▸ **DATA FOR ANALYSIS**:
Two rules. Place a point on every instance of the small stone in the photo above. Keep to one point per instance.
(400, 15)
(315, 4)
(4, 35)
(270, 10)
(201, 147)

▸ **ACTIVITY**: All the records are to be transcribed exactly, with no line missing.

▸ **ANSWER TO THIS TASK**:
Two rules. Place a point on every instance of the small stone in the photo above. Keep to one point per instance.
(400, 15)
(315, 4)
(4, 35)
(270, 10)
(201, 147)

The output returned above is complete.